"""
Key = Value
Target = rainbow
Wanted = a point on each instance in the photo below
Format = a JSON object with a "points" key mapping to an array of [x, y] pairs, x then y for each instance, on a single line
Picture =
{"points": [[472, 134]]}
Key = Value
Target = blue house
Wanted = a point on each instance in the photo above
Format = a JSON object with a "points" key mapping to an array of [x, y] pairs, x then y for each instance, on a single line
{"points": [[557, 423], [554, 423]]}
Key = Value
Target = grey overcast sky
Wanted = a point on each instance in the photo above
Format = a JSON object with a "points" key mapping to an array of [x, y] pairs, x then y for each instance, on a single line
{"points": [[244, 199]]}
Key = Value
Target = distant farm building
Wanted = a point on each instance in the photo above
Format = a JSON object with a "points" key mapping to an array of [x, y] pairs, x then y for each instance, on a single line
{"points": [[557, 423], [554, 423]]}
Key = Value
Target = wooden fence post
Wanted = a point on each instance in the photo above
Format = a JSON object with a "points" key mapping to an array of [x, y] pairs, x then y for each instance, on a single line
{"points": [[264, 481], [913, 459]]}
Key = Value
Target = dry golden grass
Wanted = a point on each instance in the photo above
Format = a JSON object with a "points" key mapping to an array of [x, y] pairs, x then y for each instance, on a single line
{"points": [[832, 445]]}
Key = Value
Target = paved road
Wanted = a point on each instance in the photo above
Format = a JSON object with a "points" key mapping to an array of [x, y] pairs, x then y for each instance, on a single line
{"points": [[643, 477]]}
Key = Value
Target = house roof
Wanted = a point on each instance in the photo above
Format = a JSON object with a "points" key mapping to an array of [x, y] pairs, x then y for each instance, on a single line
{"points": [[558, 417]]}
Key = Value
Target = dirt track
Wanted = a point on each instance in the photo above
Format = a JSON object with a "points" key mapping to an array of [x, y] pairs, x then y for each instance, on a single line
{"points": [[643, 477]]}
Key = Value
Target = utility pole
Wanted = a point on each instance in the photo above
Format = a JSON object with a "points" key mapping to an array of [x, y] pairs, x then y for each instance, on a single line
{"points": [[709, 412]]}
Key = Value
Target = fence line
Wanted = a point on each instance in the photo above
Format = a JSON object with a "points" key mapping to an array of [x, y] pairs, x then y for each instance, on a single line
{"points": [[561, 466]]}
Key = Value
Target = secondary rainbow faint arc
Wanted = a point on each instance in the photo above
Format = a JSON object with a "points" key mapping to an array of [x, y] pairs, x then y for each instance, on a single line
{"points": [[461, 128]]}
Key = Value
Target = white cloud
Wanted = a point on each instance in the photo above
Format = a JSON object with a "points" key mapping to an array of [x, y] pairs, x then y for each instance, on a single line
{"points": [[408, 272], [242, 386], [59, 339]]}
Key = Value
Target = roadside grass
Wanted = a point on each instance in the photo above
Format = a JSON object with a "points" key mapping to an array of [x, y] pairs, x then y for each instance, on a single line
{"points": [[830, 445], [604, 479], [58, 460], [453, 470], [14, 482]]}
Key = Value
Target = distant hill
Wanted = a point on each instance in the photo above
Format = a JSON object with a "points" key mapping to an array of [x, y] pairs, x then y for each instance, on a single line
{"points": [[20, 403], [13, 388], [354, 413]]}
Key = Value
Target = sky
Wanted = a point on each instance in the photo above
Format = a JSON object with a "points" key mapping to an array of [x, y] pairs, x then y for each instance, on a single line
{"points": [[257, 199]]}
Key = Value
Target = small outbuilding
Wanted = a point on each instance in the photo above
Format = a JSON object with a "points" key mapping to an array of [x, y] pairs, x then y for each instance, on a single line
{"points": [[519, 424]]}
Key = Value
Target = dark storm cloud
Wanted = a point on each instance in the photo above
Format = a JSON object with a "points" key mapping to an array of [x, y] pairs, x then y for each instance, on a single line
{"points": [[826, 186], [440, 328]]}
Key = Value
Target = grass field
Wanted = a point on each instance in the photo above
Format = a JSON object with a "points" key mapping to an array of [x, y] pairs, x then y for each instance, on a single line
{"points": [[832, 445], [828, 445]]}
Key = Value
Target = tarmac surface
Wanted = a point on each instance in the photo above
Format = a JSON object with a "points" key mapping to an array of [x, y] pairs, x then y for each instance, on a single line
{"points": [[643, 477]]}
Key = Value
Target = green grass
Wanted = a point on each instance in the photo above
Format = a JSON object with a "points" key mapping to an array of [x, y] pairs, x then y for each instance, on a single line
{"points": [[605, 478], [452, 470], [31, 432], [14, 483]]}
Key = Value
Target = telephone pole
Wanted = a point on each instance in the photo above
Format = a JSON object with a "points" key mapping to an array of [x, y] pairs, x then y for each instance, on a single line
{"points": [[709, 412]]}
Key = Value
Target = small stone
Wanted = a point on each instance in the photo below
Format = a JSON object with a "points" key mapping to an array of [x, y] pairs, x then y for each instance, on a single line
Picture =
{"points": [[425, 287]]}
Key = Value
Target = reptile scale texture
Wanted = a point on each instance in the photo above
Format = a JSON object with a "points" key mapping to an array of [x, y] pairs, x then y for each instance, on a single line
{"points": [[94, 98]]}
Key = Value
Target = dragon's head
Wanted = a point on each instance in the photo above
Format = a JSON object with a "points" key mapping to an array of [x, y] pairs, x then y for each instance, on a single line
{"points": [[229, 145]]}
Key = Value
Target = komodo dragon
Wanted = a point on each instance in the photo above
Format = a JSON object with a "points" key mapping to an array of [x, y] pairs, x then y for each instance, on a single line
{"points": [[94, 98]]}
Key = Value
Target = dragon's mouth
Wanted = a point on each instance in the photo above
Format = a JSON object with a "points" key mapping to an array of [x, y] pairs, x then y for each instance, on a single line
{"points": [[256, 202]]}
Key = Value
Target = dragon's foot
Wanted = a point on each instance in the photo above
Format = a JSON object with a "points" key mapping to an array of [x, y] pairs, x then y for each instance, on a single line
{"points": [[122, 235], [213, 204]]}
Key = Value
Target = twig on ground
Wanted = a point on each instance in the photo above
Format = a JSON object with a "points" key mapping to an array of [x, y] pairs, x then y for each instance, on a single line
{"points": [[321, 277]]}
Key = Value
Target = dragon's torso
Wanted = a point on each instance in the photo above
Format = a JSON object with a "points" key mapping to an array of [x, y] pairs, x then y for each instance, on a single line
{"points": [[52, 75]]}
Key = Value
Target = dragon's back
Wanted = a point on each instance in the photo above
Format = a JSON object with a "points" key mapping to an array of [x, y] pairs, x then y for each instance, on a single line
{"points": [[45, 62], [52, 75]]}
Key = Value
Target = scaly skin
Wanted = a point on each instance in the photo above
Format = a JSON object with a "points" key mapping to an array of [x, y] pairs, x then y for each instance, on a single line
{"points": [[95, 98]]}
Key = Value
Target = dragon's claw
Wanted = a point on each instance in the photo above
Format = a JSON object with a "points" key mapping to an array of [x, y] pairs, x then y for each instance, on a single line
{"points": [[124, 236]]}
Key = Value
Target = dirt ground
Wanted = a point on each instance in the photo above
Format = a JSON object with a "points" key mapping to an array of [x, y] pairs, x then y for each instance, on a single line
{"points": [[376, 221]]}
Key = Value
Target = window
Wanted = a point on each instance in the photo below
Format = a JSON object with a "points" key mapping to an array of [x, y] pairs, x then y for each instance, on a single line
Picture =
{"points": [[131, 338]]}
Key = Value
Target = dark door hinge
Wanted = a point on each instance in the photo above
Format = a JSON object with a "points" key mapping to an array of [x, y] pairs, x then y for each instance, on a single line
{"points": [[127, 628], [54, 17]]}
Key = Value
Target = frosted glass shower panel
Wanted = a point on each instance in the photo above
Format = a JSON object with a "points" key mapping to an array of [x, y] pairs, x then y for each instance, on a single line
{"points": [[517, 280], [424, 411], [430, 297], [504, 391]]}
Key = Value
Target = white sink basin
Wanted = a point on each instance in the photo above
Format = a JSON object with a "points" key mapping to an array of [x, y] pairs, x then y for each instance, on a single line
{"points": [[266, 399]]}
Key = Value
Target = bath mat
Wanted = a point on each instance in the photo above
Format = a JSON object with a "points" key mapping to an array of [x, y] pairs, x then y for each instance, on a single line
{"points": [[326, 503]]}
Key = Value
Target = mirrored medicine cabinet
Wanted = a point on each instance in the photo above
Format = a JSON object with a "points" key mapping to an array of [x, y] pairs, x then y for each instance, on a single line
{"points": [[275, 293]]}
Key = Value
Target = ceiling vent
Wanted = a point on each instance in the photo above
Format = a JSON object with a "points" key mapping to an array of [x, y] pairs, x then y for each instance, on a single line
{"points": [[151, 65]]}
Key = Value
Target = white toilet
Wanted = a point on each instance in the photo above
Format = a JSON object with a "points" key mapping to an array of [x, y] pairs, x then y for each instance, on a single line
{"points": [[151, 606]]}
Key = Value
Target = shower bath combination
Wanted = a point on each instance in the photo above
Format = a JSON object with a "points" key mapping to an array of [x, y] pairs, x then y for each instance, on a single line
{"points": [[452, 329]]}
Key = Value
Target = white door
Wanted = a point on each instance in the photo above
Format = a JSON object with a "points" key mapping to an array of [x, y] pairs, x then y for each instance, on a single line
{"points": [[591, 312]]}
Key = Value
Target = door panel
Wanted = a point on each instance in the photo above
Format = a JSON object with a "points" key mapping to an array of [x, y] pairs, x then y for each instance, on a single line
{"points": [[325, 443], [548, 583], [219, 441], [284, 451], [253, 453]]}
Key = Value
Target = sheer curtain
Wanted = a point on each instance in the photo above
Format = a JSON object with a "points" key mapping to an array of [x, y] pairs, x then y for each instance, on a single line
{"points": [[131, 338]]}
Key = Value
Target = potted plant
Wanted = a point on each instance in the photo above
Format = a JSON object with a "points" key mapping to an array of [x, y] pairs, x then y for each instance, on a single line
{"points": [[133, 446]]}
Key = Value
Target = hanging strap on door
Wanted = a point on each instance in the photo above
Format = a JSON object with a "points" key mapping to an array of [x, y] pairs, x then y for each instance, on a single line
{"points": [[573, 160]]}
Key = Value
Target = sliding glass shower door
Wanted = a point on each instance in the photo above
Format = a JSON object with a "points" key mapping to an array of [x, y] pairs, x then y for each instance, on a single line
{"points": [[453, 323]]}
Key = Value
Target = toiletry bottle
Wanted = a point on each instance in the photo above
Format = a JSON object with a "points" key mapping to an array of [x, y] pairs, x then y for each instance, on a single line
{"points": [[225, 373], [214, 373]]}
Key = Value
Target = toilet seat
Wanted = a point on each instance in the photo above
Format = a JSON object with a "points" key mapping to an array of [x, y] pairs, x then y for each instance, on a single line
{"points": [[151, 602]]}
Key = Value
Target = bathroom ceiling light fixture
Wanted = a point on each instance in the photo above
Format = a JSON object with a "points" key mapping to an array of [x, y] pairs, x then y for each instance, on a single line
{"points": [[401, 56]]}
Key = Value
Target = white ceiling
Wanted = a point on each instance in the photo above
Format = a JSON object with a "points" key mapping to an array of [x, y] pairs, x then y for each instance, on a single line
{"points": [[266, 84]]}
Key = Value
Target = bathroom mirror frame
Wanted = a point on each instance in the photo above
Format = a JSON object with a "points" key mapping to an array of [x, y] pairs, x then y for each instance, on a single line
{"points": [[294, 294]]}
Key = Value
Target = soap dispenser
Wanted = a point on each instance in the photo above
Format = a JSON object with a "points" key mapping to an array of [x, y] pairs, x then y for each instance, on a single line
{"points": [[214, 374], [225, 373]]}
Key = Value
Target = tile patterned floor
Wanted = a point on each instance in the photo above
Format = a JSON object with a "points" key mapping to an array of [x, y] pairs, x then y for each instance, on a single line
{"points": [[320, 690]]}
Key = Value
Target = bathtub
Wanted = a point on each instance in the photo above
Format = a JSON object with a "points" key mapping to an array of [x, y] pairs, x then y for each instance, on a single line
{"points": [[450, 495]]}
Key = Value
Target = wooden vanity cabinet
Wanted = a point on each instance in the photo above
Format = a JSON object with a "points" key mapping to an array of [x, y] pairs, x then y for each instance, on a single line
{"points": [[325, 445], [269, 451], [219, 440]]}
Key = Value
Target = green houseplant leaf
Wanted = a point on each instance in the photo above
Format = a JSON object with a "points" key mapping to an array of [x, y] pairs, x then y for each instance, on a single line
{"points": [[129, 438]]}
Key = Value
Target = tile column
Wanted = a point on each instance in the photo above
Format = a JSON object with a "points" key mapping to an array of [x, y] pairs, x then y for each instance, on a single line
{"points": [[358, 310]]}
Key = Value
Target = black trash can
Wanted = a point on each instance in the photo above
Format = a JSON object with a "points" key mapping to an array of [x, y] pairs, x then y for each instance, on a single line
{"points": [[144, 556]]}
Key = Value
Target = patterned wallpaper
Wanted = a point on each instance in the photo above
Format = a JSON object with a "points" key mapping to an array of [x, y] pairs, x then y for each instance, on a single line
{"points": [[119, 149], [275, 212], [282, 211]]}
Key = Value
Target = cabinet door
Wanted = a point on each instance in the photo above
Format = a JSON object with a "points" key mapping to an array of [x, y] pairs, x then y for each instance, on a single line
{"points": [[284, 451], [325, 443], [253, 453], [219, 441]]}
"""
Select and copy out each line of the records above that contains the word "grass".

Target = dry golden grass
Target = roadside grass
Target = grass field
Target = green grass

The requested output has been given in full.